Schriftliche Aufgabe: Sammle aus den Daten jede Zeile, die das Wort „segment“ enthält, und schreib sie unverändert ab. Achte dabei auf Groß- und Kleinschreibung.

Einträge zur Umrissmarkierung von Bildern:

= = = =

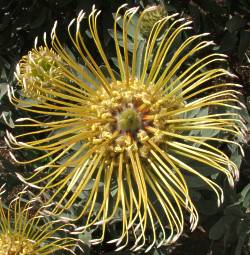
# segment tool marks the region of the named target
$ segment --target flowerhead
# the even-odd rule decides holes
[[[235,140],[243,136],[245,127],[236,113],[242,107],[237,97],[240,85],[217,82],[219,77],[233,75],[212,68],[225,61],[225,55],[214,53],[188,62],[212,45],[201,40],[207,34],[178,44],[178,36],[190,29],[190,22],[172,15],[157,21],[146,40],[140,35],[141,23],[152,8],[137,16],[133,30],[128,28],[138,8],[125,10],[124,15],[122,10],[124,6],[117,10],[113,28],[116,70],[100,42],[99,11],[93,9],[88,24],[102,68],[81,33],[83,12],[68,28],[81,64],[62,46],[55,24],[52,49],[68,68],[57,63],[63,71],[60,78],[50,77],[53,90],[37,87],[51,96],[26,102],[26,108],[18,105],[22,99],[9,91],[11,101],[20,109],[55,119],[19,119],[23,123],[17,126],[36,129],[16,137],[8,134],[8,138],[14,149],[44,152],[23,163],[50,158],[24,181],[41,192],[53,189],[48,203],[58,201],[54,214],[71,208],[91,186],[79,217],[74,219],[86,219],[76,232],[100,225],[100,238],[92,240],[98,243],[104,240],[108,226],[120,219],[120,235],[110,242],[121,249],[134,240],[132,249],[145,246],[149,250],[155,244],[175,242],[183,232],[186,215],[191,230],[197,226],[198,212],[187,176],[200,178],[215,193],[218,204],[223,201],[222,188],[203,173],[203,167],[224,174],[233,185],[238,169],[214,144],[241,148]],[[45,45],[48,47],[46,41]],[[220,111],[213,112],[215,108]],[[204,135],[205,130],[217,135]],[[34,140],[38,133],[40,138]],[[152,235],[150,243],[148,233]]]
[[[37,47],[36,44],[37,40],[34,49],[18,63],[16,77],[24,96],[42,101],[50,97],[50,91],[54,89],[51,77],[62,77],[59,67],[61,58],[52,49]],[[42,88],[47,89],[47,92],[43,92]]]
[[[3,187],[0,191],[2,195]],[[62,250],[75,254],[76,239],[56,236],[70,225],[46,221],[39,213],[37,199],[24,203],[26,194],[25,190],[20,192],[9,207],[0,199],[0,254],[45,255]]]

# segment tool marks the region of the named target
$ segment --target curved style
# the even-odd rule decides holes
[[[244,107],[238,100],[241,86],[220,82],[220,77],[233,75],[213,68],[226,61],[226,56],[213,53],[196,58],[213,43],[201,40],[207,34],[180,43],[179,36],[190,29],[191,22],[177,14],[157,21],[148,38],[143,38],[143,17],[153,9],[139,13],[138,8],[121,6],[117,10],[112,31],[117,68],[100,42],[100,11],[93,8],[88,25],[91,47],[99,53],[102,66],[81,34],[83,12],[68,27],[80,63],[61,44],[55,23],[52,49],[46,36],[45,47],[50,56],[59,56],[56,66],[61,77],[44,72],[43,79],[46,77],[50,86],[36,86],[22,73],[28,64],[24,59],[17,67],[17,78],[25,88],[36,86],[39,100],[25,101],[9,90],[19,109],[50,117],[45,121],[40,117],[19,119],[22,123],[17,126],[31,131],[16,137],[8,133],[13,149],[44,152],[20,163],[49,158],[29,178],[20,178],[41,192],[53,190],[48,203],[57,201],[51,209],[54,214],[71,208],[83,191],[89,190],[79,216],[72,219],[85,218],[76,232],[101,225],[102,235],[92,240],[98,243],[104,240],[109,224],[120,219],[120,236],[110,240],[118,249],[131,246],[131,240],[135,240],[134,250],[175,242],[183,232],[186,214],[193,230],[198,213],[187,176],[204,181],[215,192],[219,205],[222,188],[204,174],[202,166],[225,174],[233,185],[238,169],[215,144],[240,147],[237,137],[245,133],[237,114]],[[33,63],[39,71],[39,63]],[[215,135],[204,135],[207,130]],[[152,238],[147,239],[147,234]]]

= = = =

Ergebnis der Aufgabe:
# segment tool marks the region of the named target
$ segment --target flowerhead
# segment tool marks the region of the named target
$ segment --target curved style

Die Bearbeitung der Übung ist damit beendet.